# QUOTED PASSAGE

----------------

Daniel J. Elazar, Senator N.M. Paterson Professor Emeritus of Intergovernmental Relations at Bar-Ilan University in Israel, is the founder and president of the Jerusalem Center for Public Affairs and founder and editor of the Jewish Political Studies Review. He is also Professor of Political Science and Director of the Center for the Study of Federalism at Temple University in Philadelphia, founder and editor-in-chief of Publius: The Journal of Federalism, and founder and past president of the International Association of Centers for Federal Studies. He is the author or editor of over 60 books including a 4-volume study of the Covenant Tradition in Politics (Transaction, 1995-1998), as well as Community and Polity, The Jewish Polity, and People and Polity, a trilogy on Jewish political and community organization from earliest times to the present.

----------------

# DATASET CONTENT
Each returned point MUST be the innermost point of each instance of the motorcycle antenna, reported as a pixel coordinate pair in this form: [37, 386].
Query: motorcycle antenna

----------------

# WRITTEN REQUEST A
Please repeat the biographical note on Daniel J. Elazar word for word, from "Daniel J. Elazar, Senator" to "to the present.".
# WRITTEN REQUEST B
Continue the biographical note on Daniel J. Elazar from where it stops.

# TASK ANSWER A
Daniel J. Elazar, Senator N.M. Paterson Professor Emeritus of Intergovernmental Relations at Bar-Ilan University in Israel, is the founder and president of the Jerusalem Center for Public Affairs and founder and editor of the Jewish Political Studies Review. He is also Professor of Political Science and Director of the Center for the Study of Federalism at Temple University in Philadelphia, founder and editor-in-chief of Publius: The Journal of Federalism, and founder and past president of the International Association of Centers for Federal Studies. He is the author or editor of over 60 books including a 4-volume study of the Covenant Tradition in Politics (Transaction, 1995-1998), as well as Community and Polity, The Jewish Polity, and People and Polity, a trilogy on Jewish political and community organization from earliest times to the present.

# TASK ANSWER B
Reviews

Librarians organizing large collections on narrow topics not collected by the Library of Congress (LC) and other libraries rarely are satisfied with how their subject is treated by standard classifications. Judaica's problems are exacerbated by Christian biases in Dewey and LC classifications. This new edition excises the bias, expands subtopics of Judaism, and gives all knowledge a Judaic spin. Using Dewey-like notation and decimal division, its main classes are Bible and Biblical Studies; Classical Judaica; Jewish Observance and Practice; Jewish Education; Hebrew, Jewish Languages, and Sciences; Jewish Literature; Jewish Community; Jewish History, Geography, Biography; Israel and Zionism; and Generalia. Most classes have three or four digits, but a few extend to six. Other useful features are a section about classifying and an index, although the latter contains errors, e.g., for Death and Dying one is sent to 010.5, Dead Sea Scrolls. Originally developed for the United Hebrew Schools of Detroit and circulated informally in 1962, a second edition was published in 1968 by Wayne State University Libraries. This attractive third edition is the most professional-looking. Few numbers have changed, but vocabulary is extensively updated, and additions for new topics are ubiquitous. This is an improved Elazar, but the Big Question is whether nonstandard systems are appropriate. Given that Dewey and LC have expanded coverage of Judaica and that libraries in Israel and elsewhere use them successfully, arguments for applying Elazar are weak. Nonetheless, librarians should consider this for reference even if they do not adopt it for shelving.?Sheila S. Intner, GSLIS, Simmons Coll., Boston
Copyright 1997 Reed Business Information, Inc.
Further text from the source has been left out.